Work instruction =
Each record below needs to be copied out exactly as it stands.

Listed entries =
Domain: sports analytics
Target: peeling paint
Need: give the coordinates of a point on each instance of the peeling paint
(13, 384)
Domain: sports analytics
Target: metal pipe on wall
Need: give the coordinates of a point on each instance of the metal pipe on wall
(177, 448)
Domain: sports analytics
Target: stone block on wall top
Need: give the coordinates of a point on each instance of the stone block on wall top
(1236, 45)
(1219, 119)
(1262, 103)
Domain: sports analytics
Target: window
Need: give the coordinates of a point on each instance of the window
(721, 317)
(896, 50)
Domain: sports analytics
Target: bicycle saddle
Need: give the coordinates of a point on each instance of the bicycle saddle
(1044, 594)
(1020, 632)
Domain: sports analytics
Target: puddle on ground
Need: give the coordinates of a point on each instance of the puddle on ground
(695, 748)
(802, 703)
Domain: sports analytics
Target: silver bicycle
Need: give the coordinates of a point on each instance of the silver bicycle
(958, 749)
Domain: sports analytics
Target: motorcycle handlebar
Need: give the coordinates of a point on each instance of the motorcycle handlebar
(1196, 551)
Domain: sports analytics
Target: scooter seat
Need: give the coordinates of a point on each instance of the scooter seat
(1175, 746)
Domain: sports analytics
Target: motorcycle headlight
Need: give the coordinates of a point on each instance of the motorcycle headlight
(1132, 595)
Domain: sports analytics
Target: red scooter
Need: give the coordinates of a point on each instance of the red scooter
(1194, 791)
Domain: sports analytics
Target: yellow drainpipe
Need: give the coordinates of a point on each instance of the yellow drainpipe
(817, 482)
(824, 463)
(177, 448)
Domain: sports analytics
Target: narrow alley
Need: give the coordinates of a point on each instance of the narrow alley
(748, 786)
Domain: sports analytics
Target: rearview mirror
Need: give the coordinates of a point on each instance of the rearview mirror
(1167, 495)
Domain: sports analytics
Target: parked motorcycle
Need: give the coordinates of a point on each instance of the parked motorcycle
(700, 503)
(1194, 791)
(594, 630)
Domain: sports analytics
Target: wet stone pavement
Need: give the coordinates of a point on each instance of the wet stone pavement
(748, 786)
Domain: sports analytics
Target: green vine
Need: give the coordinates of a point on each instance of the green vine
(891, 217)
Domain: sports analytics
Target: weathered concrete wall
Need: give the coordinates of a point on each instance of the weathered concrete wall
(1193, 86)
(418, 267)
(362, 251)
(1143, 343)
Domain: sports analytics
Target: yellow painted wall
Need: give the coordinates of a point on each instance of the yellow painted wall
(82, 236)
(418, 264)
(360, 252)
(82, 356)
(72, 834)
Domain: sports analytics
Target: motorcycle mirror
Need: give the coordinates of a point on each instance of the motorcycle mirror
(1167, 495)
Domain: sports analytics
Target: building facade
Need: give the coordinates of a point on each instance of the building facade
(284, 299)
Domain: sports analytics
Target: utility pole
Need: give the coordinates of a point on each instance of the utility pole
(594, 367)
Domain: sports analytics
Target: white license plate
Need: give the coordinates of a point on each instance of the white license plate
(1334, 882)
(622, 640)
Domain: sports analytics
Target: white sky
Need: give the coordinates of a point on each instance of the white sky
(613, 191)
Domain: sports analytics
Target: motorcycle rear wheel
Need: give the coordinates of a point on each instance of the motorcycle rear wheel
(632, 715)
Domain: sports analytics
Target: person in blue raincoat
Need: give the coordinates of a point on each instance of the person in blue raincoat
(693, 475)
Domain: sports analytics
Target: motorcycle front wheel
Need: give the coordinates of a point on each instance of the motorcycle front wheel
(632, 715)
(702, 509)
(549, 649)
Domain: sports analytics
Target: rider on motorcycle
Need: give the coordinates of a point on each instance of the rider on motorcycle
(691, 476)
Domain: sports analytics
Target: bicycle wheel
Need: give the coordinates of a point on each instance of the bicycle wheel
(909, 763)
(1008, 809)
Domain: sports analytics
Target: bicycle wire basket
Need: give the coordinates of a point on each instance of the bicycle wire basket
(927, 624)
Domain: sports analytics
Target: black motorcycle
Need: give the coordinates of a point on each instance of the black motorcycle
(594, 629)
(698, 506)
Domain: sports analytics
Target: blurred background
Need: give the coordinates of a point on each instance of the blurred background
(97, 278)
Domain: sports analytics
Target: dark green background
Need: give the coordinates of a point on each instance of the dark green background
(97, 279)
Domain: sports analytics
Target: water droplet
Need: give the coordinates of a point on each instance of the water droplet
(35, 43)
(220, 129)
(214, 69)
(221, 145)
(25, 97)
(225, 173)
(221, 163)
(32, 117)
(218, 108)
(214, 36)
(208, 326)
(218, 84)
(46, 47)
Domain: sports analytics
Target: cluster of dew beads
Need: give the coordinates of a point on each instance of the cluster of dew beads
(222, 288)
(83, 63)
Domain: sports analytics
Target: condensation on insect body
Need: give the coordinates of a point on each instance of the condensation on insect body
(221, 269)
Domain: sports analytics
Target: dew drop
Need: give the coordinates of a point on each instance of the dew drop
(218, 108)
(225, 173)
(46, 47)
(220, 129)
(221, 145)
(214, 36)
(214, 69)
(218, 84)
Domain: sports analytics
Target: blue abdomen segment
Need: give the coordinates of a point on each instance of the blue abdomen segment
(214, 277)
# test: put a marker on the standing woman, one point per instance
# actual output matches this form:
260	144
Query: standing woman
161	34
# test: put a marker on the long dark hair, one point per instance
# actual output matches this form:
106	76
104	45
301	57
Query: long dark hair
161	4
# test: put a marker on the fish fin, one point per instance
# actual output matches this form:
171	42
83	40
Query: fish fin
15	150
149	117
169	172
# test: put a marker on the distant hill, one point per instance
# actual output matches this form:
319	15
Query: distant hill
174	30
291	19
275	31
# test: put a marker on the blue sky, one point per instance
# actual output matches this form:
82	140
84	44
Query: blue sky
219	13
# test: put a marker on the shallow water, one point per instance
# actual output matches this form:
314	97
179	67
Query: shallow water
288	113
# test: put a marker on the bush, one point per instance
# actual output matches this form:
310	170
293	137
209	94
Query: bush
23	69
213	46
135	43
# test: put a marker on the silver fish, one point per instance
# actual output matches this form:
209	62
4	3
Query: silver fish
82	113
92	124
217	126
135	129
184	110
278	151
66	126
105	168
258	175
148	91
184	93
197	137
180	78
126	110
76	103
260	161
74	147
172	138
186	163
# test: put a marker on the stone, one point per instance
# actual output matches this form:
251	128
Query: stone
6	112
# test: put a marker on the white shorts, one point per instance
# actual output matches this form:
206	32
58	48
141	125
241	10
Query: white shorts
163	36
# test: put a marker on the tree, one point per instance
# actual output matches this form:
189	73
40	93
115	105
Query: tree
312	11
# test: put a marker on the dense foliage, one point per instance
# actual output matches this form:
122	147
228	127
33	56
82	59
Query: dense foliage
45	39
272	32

Expected answer =
Domain: sports analytics
Target: peeling paint
Need: give the coordinates of a point on each instance of the peeling paint
(13, 384)
Domain: sports analytics
Target: metal pipe on wall
Need: give the coordinates of a point on each instance of the metal pipe on wall
(177, 448)
Domain: sports analytics
Target: stone block on wall top
Need: give the coordinates of a point on each instance of the stone block on wall top
(1236, 45)
(1219, 119)
(1262, 103)
Domain: sports analytics
Target: window
Need: give the coordinates of a point on each instance of the window
(721, 317)
(896, 50)
Domain: sports analytics
Target: bicycle saddle
Need: give the coordinates of a point on each instance of the bicycle saddle
(1044, 594)
(1020, 632)
Domain: sports analytics
Target: puddle on ground
Need: give the coordinates of a point on each instance of the puddle on ground
(695, 748)
(802, 703)
Domain: sports analytics
Target: silver bicycle
Need: give the coordinates of a point on each instance of the silver bicycle
(958, 749)
Domain: sports analytics
Target: motorcycle handlebar
Need: give the coordinates of a point on each instance of the motorcycle handlebar
(1196, 551)
Domain: sports analytics
Target: scooter seat
Need: give the coordinates of a point on each instance of the scooter seat
(1175, 746)
Domain: sports analytics
Target: motorcycle headlight
Need: give the coordinates of a point on each instance of the motorcycle headlight
(1132, 595)
Domain: sports analytics
Target: red scooter
Need: give the coordinates of a point on each instance of the red scooter
(1194, 791)
Domain: sports analytics
Target: yellow drainpipe
Need: give the coordinates of a point on each instance of the yellow drainpipe
(817, 482)
(824, 463)
(177, 448)
Domain: sports analytics
Target: narrow alley
Need: give the coordinates of a point on each instance of the narrow alley
(748, 786)
Domain: sports analytics
Target: rearview mirror
Need: give the coordinates of a point on each instance of the rearview mirror
(1167, 495)
Domain: sports analytics
Target: parked motorcycle
Need: give the coordinates of a point on each instance of the parked motorcycle
(700, 503)
(1194, 791)
(594, 630)
Domain: sports analytics
Target: wet stone pavement
Need: give the coordinates of a point on each instance of the wet stone pavement
(748, 786)
Domain: sports analytics
Target: green vine
Need: give the coordinates of a point on each instance of the green vine
(891, 217)
Domain: sports analytics
Target: weathered concrete wall
Need: give the coordinates of a point on each instance of the weathered concrete wall
(1193, 86)
(418, 267)
(362, 251)
(1143, 343)
Domain: sports analytics
Target: yellow painted wall
Need: give the coordinates of a point on each instance of the yellow painted wall
(82, 236)
(418, 264)
(360, 252)
(82, 356)
(72, 834)
Domain: sports analytics
Target: motorcycle mirror
Need: give the coordinates of a point on each instance of the motorcycle mirror
(1167, 495)
Domain: sports analytics
Target: building facade
Need: give the coordinates of a point on each instance of the building facade
(284, 299)
Domain: sports analytics
Target: utility pole
Need: give the coordinates of a point on each instance of the utility pole
(594, 367)
Domain: sports analytics
Target: white license plate
Need: give the coordinates of a point on each instance of the white license plate
(1334, 882)
(622, 640)
Domain: sports analytics
Target: white sky
Need: give the coordinates of a point on each instance of the white sky
(613, 191)
Domain: sports analytics
Target: motorcycle rear wheel
Need: give the coordinates of a point on each instance of the motorcycle rear wheel
(632, 715)
Domain: sports analytics
Target: person in blue raincoat
Need: give the coordinates of a point on each instance of the person in blue raincoat
(693, 475)
Domain: sports analytics
Target: motorcycle front wheel
Need: give the coordinates of a point on each instance of the motorcycle front wheel
(632, 715)
(702, 509)
(549, 649)
Domain: sports analytics
Target: rider on motorcycle
Need: give the coordinates of a point on each instance of the rider on motorcycle
(691, 476)
Domain: sports analytics
Target: bicycle wheel
Need: give the coordinates of a point on each instance of the bicycle wheel
(909, 763)
(1008, 809)
Domain: sports analytics
Target: bicycle wire basket
Need: give the coordinates of a point on each instance of the bicycle wire basket
(927, 624)
Domain: sports analytics
Target: black motorcycle
Need: give the coordinates of a point on each instance of the black motorcycle
(594, 629)
(698, 506)
Domain: sports analytics
Target: blurred background
Need: give the coordinates of a point on each instance of the blurred background
(97, 278)
Domain: sports analytics
Target: dark green background
Need: give the coordinates of a point on each instance of the dark green background
(97, 279)
Domain: sports analytics
Target: water droplet
Need: give the coordinates of a point on each instance of the water droplet
(35, 43)
(220, 129)
(214, 69)
(221, 145)
(25, 97)
(225, 173)
(221, 163)
(32, 117)
(218, 108)
(214, 36)
(208, 326)
(218, 84)
(46, 47)
Domain: sports analytics
Target: cluster of dew beads
Need: give the coordinates of a point on each instance of the cluster of dew beads
(222, 288)
(83, 63)
Domain: sports analytics
Target: condensation on insect body
Need: give the coordinates of a point on each instance of the condensation on insect body
(221, 269)
Domain: sports analytics
Target: dew drop
Need: give the coordinates of a point on each instance of the dew drop
(218, 108)
(225, 173)
(46, 47)
(220, 129)
(221, 145)
(214, 36)
(214, 69)
(218, 84)
Domain: sports analytics
Target: blue abdomen segment
Need: give the coordinates of a point on each instance of the blue abdomen segment
(214, 277)
# test: put a marker on the standing woman, one point per instance
# actual output matches this form:
260	144
Query: standing woman
161	34
# test: put a marker on the long dark hair, one point per instance
# actual output matches this form:
106	76
104	45
301	57
Query: long dark hair
161	4
# test: put a marker on the fish fin, one point per instance
# actual output matches this form:
171	42
83	40
Query: fish fin
15	150
149	117
169	172
# test: put a marker on the distant hill, one point per instance
# actual output matches this form:
319	15
Query: distant hill
174	30
291	19
275	31
# test: put a marker on the blue sky, one point per instance
# actual output matches this form:
82	140
84	44
Query: blue sky
219	13
# test: put a marker on the shallow water, one point per instance
# actual output matches this form:
314	97
179	67
Query: shallow water
288	113
# test: put a marker on the bush, one point per instance
# actual output matches this form:
310	170
293	137
209	94
Query: bush
23	69
213	46
135	43
# test: put a marker on the silver fish, one point per instance
# actual output matches this form:
209	62
4	3
Query: silver fish
82	113
92	124
217	126
135	129
184	110
278	151
66	126
105	168
258	175
148	91
184	93
197	137
180	78
126	110
76	103
260	161
74	147
172	138
186	163
# test: put a marker on the stone, one point per instance
# actual output matches this form:
251	128
Query: stone
6	112
# test: put a marker on the white shorts, one point per instance
# actual output matches this form:
206	32
58	48
141	125
241	10
Query: white shorts
163	36
# test: put a marker on the tree, one point per instance
# actual output matches this form:
189	73
40	93
115	105
Query: tree
312	11
# test: put a marker on the dense foliage, one point per instance
# actual output matches this form:
122	147
228	127
33	56
82	59
Query: dense foliage
45	39
272	32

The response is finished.